• [Items listed in a dataset]
+++
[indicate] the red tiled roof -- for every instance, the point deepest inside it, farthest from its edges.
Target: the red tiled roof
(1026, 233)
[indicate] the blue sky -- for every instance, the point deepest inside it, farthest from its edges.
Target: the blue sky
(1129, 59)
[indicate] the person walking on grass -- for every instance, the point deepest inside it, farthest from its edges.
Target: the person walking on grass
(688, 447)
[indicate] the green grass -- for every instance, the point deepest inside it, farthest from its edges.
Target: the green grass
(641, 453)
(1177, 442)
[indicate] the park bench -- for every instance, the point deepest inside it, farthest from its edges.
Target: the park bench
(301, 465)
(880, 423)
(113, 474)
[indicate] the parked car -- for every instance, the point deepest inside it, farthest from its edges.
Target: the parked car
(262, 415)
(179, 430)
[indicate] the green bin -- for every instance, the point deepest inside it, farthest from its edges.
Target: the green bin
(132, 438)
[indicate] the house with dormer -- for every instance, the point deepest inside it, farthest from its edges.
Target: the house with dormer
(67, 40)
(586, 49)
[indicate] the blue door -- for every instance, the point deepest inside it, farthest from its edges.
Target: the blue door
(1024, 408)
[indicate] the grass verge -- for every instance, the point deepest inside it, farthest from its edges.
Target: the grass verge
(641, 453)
+++
• [THE TASK] Copy every line verbatim.

• [TASK OUTPUT]
[indicate] the red tiled roof -- for every instance, the point deepest inside it, farthest from its edges.
Target: the red tiled roof
(1026, 233)
[indicate] the blue sky -- for every instance, the point deepest inside it, farthest from its edges.
Target: the blue sky
(1129, 59)
[indicate] the person walking on grass -- for every instance, the point deepest inside it, farthest from its edges.
Target: the person walking on grass
(688, 447)
[indicate] the green grass -- for every instance, the point deepest inside it, farthest from its edges.
Target: the green grass
(641, 453)
(1177, 442)
[indicate] the park bench -- for every instance, the point deepest inside it, farthest from its edges.
Target: the park bench
(301, 465)
(880, 423)
(113, 474)
[indicate] the parked car -- for every instance, the point deepest inside it, farthest from its edges.
Target: the parked car
(262, 415)
(179, 430)
[indicate] the green bin -- for every instance, the point deepest inside it, farthest from its edges.
Target: the green bin
(132, 438)
[indicate] the house with dormer -- for every instance, the point deepest inside it, farthest from its edges.
Target: the house with dormer
(67, 40)
(586, 49)
[indicate] the blue door -- for every instance, the point deepest inside it, farthest from its edges.
Target: the blue door
(1024, 408)
[indicate] the grass verge -- for every instance, the point deepest inside it, farthest from its edges.
Target: the grass verge
(641, 453)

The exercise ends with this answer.